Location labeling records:
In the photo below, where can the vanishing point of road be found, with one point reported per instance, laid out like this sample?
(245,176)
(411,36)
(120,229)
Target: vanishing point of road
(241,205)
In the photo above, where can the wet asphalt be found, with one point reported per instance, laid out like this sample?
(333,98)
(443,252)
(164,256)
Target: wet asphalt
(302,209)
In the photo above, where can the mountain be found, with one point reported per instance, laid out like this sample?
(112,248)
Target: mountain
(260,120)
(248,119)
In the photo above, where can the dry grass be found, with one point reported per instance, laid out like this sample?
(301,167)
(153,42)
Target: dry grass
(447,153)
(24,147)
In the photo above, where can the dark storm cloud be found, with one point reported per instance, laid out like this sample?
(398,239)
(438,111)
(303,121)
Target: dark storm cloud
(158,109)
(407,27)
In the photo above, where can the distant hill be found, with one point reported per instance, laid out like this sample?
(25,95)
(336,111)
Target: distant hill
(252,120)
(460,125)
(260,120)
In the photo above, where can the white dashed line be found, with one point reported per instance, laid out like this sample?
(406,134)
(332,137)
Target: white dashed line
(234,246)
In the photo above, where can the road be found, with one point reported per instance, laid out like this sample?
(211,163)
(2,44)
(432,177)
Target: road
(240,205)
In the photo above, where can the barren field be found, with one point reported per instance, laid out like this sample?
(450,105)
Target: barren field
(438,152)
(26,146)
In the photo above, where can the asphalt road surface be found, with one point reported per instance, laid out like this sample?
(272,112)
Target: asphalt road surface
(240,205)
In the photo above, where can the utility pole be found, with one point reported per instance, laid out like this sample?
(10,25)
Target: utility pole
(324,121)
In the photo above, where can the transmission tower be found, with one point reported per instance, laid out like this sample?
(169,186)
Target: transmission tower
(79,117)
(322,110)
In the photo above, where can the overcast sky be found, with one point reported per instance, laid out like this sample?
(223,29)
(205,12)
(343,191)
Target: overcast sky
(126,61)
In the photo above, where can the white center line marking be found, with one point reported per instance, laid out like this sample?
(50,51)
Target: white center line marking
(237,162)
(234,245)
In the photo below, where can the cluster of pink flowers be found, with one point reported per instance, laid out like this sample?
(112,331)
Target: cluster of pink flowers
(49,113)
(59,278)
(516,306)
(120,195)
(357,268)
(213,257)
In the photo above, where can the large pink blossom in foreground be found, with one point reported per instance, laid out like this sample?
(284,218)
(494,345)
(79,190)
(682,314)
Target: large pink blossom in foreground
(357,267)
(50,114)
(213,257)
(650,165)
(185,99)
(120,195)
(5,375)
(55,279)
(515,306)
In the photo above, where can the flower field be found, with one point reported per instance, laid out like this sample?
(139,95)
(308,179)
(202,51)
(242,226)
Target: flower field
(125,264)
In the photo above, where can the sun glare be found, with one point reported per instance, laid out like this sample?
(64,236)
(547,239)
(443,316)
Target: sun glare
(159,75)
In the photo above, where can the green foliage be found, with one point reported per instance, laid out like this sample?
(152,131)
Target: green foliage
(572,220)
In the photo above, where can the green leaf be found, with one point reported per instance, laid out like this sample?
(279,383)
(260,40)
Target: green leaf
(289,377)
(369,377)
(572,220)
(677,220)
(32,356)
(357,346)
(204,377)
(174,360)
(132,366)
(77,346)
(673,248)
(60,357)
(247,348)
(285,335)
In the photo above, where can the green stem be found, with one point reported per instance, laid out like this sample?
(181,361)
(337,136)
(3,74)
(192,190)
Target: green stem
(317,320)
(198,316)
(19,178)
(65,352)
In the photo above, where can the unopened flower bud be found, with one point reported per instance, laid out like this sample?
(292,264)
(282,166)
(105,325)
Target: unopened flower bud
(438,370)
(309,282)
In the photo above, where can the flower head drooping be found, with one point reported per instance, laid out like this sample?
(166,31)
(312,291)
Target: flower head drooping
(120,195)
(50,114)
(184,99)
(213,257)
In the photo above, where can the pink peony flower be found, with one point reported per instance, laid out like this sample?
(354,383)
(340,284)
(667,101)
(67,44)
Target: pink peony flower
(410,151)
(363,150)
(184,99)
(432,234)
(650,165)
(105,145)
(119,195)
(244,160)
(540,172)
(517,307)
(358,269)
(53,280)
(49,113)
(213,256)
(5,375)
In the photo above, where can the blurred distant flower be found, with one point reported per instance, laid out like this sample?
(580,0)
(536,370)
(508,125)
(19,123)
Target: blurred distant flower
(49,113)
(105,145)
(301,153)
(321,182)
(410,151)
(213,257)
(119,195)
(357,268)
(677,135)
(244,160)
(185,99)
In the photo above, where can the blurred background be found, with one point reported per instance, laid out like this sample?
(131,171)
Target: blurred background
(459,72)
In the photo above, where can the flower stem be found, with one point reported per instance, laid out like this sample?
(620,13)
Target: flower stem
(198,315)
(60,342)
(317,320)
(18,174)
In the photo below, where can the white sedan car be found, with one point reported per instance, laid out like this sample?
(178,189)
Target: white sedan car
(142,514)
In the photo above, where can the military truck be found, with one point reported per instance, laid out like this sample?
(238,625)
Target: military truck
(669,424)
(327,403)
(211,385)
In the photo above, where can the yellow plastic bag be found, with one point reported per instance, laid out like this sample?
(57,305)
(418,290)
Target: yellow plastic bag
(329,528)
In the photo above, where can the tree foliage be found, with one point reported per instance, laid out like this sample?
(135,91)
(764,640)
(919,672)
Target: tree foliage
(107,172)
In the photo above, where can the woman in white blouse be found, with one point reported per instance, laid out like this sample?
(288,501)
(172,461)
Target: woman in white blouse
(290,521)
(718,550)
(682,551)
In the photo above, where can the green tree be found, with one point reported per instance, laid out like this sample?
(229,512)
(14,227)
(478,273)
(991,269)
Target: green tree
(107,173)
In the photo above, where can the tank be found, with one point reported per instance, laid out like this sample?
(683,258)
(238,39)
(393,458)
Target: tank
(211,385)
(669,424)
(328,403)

Exercise >>
Turn every line of the rows above into a JSON list of strings, with one string per line. Leave out blank lines.

Reply to the task >>
[
  "In the photo below, where can the vanishing point of road be found, with one point reported per instance, laid out like this sample?",
  "(245,176)",
  "(411,36)",
  "(120,229)",
  "Target: vanishing point of road",
  "(241,205)",
  "In the photo above, where can the wet asphalt be found, with one point reported per instance, laid out like this sample?",
  "(333,98)",
  "(443,252)",
  "(164,256)",
  "Target: wet asphalt",
  "(302,209)",
  "In the photo above, where can the mountain be found, with one point reported per instance, laid out like this sample?",
  "(112,248)",
  "Target: mountain",
  "(260,120)",
  "(248,119)",
  "In the photo above, where can the dry grass be found, with one point reported per instance, laid out like this sample?",
  "(301,167)",
  "(153,42)",
  "Target: dry grass",
  "(447,153)",
  "(24,147)",
  "In the photo above, where can the dark storm cloud be found, with one point reported per instance, laid out like this sample?",
  "(398,239)",
  "(438,111)",
  "(303,121)",
  "Target: dark storm cloud",
  "(158,109)",
  "(407,27)",
  "In the photo above, where can the distant hill be found, with one point reported per instance, laid out like this sample?",
  "(25,95)",
  "(336,111)",
  "Target: distant hill",
  "(252,120)",
  "(460,125)",
  "(260,120)",
  "In the photo above, where can the white dashed line be found, with one point reported per instance, laid out like this sample?",
  "(406,134)",
  "(332,137)",
  "Target: white dashed line",
  "(234,246)",
  "In the photo above, where can the road be found, with one point reported per instance, laid out like this sample?",
  "(211,163)",
  "(2,44)",
  "(432,177)",
  "Target: road",
  "(240,205)",
  "In the photo above, where can the barren field be found, with one point reported per instance, laid out like this sample?",
  "(450,105)",
  "Target: barren field",
  "(438,152)",
  "(26,146)",
  "In the photo above, where can the asphalt road surface be found, with one point reported per instance, laid out like this sample?",
  "(272,112)",
  "Target: asphalt road surface",
  "(240,205)",
  "In the photo above, where can the utility pole be found, with one point reported per instance, laid out like this sample?",
  "(10,25)",
  "Target: utility pole",
  "(324,121)",
  "In the photo above, where can the transmission tower be found, with one point reported per instance, laid out like this sample?",
  "(169,186)",
  "Target: transmission tower",
  "(79,117)",
  "(322,110)",
  "In the photo above, where can the overcast sky be found, with one point reported per instance, laid out like this sample?",
  "(223,29)",
  "(205,12)",
  "(343,191)",
  "Target: overcast sky",
  "(126,61)",
  "In the photo above, where can the white center line marking be found, with one point reported per instance, laid out like this sample?",
  "(50,51)",
  "Target: white center line marking",
  "(237,162)",
  "(234,245)",
  "In the photo below, where can the cluster of pink flowers be found, with one point reported per instance, laid out like this sample?",
  "(112,331)",
  "Target: cluster of pink flowers",
  "(49,113)",
  "(59,278)",
  "(516,306)",
  "(120,195)",
  "(357,268)",
  "(213,257)",
  "In the photo above, where can the large pink blossom in foreground be found, with one point reported per instance, laid out like this sample?",
  "(284,218)",
  "(494,345)",
  "(79,190)",
  "(682,314)",
  "Target: large pink blossom in foreground",
  "(357,267)",
  "(50,114)",
  "(213,257)",
  "(650,165)",
  "(185,99)",
  "(120,195)",
  "(5,375)",
  "(55,279)",
  "(515,306)",
  "In the photo above, where can the flower field be found, with one point reported per instance, laid out like this sample?",
  "(139,95)",
  "(308,179)",
  "(202,51)",
  "(242,226)",
  "Target: flower field",
  "(125,264)",
  "In the photo above, where can the sun glare be found, with one point reported per instance, laid out like this sample?",
  "(64,236)",
  "(547,239)",
  "(443,316)",
  "Target: sun glare",
  "(159,75)",
  "In the photo above, where can the green foliage be found, with one point reported per instance, laid out like this sample?",
  "(152,131)",
  "Target: green foliage",
  "(572,220)",
  "In the photo above, where can the green leaf be found, with one point reported per instance, laid out like this sample?",
  "(279,383)",
  "(260,40)",
  "Target: green leaf",
  "(289,377)",
  "(369,377)",
  "(572,220)",
  "(677,220)",
  "(32,356)",
  "(357,346)",
  "(204,377)",
  "(174,360)",
  "(132,366)",
  "(77,346)",
  "(673,248)",
  "(60,357)",
  "(247,348)",
  "(285,335)",
  "In the photo above, where can the green stem be found, with one point reported per instance, laid out like this sample?",
  "(181,361)",
  "(337,136)",
  "(3,74)",
  "(192,190)",
  "Target: green stem",
  "(317,320)",
  "(198,316)",
  "(19,178)",
  "(65,352)",
  "In the photo above, where can the unopened flower bud be found, with one point reported per instance, laid out like this sample?",
  "(292,264)",
  "(282,166)",
  "(105,325)",
  "Target: unopened flower bud",
  "(438,370)",
  "(309,282)",
  "In the photo above, where can the flower head drooping be found, with one point reported per instance, laid out like this sample?",
  "(166,31)",
  "(312,291)",
  "Target: flower head drooping",
  "(120,195)",
  "(50,114)",
  "(184,99)",
  "(213,257)",
  "In the photo above, where can the pink peony flower be found, with one point reported per instance, laid out like this sample?",
  "(354,383)",
  "(340,284)",
  "(667,101)",
  "(67,44)",
  "Target: pink peony flower",
  "(410,151)",
  "(363,150)",
  "(184,99)",
  "(432,234)",
  "(650,165)",
  "(105,145)",
  "(119,195)",
  "(244,160)",
  "(540,172)",
  "(517,307)",
  "(358,269)",
  "(53,280)",
  "(49,113)",
  "(213,256)",
  "(5,375)",
  "In the photo above, where can the blurred distant flower be found, with one point reported per instance, laid out like this sample?",
  "(580,0)",
  "(536,370)",
  "(508,125)",
  "(19,123)",
  "Target: blurred distant flower",
  "(49,113)",
  "(105,145)",
  "(301,153)",
  "(321,182)",
  "(410,151)",
  "(213,257)",
  "(119,195)",
  "(357,268)",
  "(677,135)",
  "(244,160)",
  "(185,99)",
  "In the photo above, where can the blurred background be found, with one point reported per instance, laid out like this sample?",
  "(131,171)",
  "Target: blurred background",
  "(459,72)",
  "In the photo above, where can the flower stem be found, with one point reported per instance, laid out like this sample?",
  "(620,13)",
  "Target: flower stem",
  "(198,315)",
  "(60,342)",
  "(317,320)",
  "(18,174)",
  "In the photo below, where can the white sedan car be found, with one point reported per instance, laid out like this sample?",
  "(178,189)",
  "Target: white sedan car",
  "(142,514)",
  "In the photo above, where can the military truck be found, with one point reported per instance, laid out like this sample?",
  "(238,625)",
  "Target: military truck",
  "(669,424)",
  "(327,403)",
  "(211,385)",
  "In the photo above, where can the yellow plastic bag be found, with one point reported per instance, laid out like this sample?",
  "(57,305)",
  "(418,290)",
  "Target: yellow plastic bag",
  "(329,528)",
  "In the photo above, where can the tree foliage be found, with one point reported per instance, laid out like this sample?",
  "(135,91)",
  "(764,640)",
  "(919,672)",
  "Target: tree foliage",
  "(107,172)",
  "In the photo above, where can the woman in white blouse be found, with one point reported per instance, laid out like this sample?",
  "(288,501)",
  "(172,461)",
  "Target: woman in white blouse",
  "(290,521)",
  "(718,550)",
  "(682,551)",
  "In the photo above, where can the green tree be found, with one point reported per instance, laid out like this sample?",
  "(229,512)",
  "(14,227)",
  "(478,273)",
  "(991,269)",
  "Target: green tree",
  "(107,173)",
  "In the photo above, where can the tank be found, with one point reported per instance, laid out like this sample?",
  "(683,258)",
  "(238,39)",
  "(393,458)",
  "Target: tank",
  "(211,385)",
  "(669,424)",
  "(328,403)"
]